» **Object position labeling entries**
---
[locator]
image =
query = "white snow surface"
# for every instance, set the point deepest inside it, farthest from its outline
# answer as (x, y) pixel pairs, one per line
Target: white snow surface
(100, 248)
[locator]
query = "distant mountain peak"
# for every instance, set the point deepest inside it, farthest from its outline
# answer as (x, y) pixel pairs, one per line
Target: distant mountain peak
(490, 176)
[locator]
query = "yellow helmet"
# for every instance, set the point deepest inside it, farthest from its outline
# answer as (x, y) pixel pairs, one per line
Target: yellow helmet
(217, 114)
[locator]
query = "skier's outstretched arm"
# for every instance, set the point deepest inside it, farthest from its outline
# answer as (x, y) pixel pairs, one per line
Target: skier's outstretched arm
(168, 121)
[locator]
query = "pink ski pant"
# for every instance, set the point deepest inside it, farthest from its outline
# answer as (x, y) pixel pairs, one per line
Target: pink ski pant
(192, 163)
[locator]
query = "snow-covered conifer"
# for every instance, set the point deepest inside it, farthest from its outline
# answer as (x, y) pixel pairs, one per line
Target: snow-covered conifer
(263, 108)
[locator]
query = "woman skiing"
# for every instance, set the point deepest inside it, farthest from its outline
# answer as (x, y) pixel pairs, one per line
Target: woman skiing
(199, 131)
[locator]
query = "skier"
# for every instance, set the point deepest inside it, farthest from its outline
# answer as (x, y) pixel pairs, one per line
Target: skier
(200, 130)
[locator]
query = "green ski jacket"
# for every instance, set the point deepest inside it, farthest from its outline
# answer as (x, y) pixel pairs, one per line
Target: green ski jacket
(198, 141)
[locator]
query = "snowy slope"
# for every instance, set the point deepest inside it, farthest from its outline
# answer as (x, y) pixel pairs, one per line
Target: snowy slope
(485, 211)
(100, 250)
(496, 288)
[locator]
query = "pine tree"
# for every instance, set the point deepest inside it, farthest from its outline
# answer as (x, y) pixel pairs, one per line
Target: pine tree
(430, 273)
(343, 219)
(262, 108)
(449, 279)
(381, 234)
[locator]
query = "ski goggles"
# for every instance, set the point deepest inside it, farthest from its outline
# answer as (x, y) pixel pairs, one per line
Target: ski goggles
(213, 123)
---
» **EXERCISE OBJECTIVE**
Copy out the full listing exactly.

» **EXERCISE ANSWER**
[locator]
image =
query = "white snow surface"
# for every instance, set the point deepest inside it, farthest from its outline
# answer as (x, y) pixel pairs, one per line
Target: white snow surface
(100, 248)
[locator]
query = "distant mountain peak"
# for every instance, set the point deepest inside it, farthest from its outline
# answer as (x, y) pixel pairs, one per line
Target: distant mountain peak
(490, 176)
[locator]
query = "yellow helmet"
# for every instance, set the point deepest inside it, farthest from its outline
# answer as (x, y) pixel pairs, one per line
Target: yellow helmet
(217, 114)
[locator]
query = "skier's outstretched arm"
# for every instance, set the point deepest inside it, farthest from its outline
# answer as (x, y) pixel pairs, one per line
Target: skier's outstretched arm
(168, 121)
[locator]
query = "pink ski pant"
# for every instance, set the point deepest inside it, farthest from its outline
# answer as (x, y) pixel pairs, one per line
Target: pink ski pant
(192, 163)
[locator]
query = "snow-covered conifer"
# for every instance, set the point deepest inside it, farthest from its outline
# answer as (x, y) pixel pairs, one per line
Target: snow-covered conifer
(263, 108)
[locator]
query = "woman skiing"
# for every instance, set the point deepest inside it, farthest from its outline
# answer as (x, y) pixel pairs, one per line
Target: woman skiing
(199, 131)
[locator]
query = "skier"
# for every instance, set the point deepest inside it, farthest from its outline
# answer as (x, y) pixel pairs, one per line
Target: skier
(200, 130)
[locator]
query = "green ski jacket"
# for every instance, set the point deepest inside it, farthest from its outline
# answer as (x, y) pixel pairs, one per line
Target: green ski jacket
(198, 141)
[locator]
query = "snowy slope"
# for every instance, set the point deepest inside it, farthest from its outline
# answer as (x, y) pixel pairs, one per line
Target: snowy slope
(485, 211)
(100, 250)
(496, 288)
[locator]
query = "pine tree"
# for every instance, set the point deepest inside it, farthest from its outline
# answer as (x, y) pixel pairs, one per line
Target: pine tree
(430, 273)
(343, 219)
(262, 108)
(449, 279)
(381, 234)
[locator]
query = "ski goggles"
# for every instance, set the point deepest inside it, farthest from its outline
# answer as (x, y) pixel pairs, one per line
Target: ski goggles
(213, 123)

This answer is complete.